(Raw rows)
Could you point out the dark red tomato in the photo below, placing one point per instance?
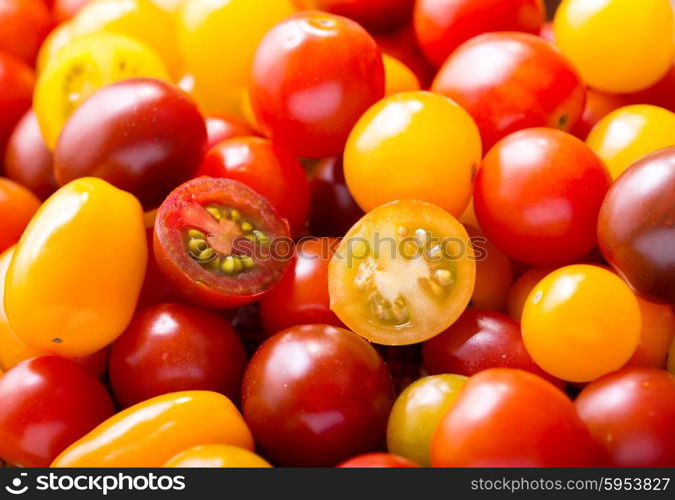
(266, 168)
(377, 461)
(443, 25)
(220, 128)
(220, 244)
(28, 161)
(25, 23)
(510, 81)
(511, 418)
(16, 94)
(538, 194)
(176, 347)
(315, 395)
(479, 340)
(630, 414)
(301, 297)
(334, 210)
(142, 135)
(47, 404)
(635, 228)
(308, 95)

(What is required) Rewrite the rows above with "dark red" changed to "bright red" and nothing else altered. Omit the pictures from your output.

(Expected answer)
Could you point out the bright red tomato in the photo below, placing one point per instance?
(266, 168)
(377, 461)
(443, 25)
(220, 128)
(220, 244)
(28, 161)
(25, 23)
(510, 81)
(511, 418)
(16, 94)
(538, 194)
(176, 347)
(315, 395)
(479, 340)
(630, 414)
(301, 297)
(334, 210)
(142, 135)
(47, 404)
(635, 228)
(308, 95)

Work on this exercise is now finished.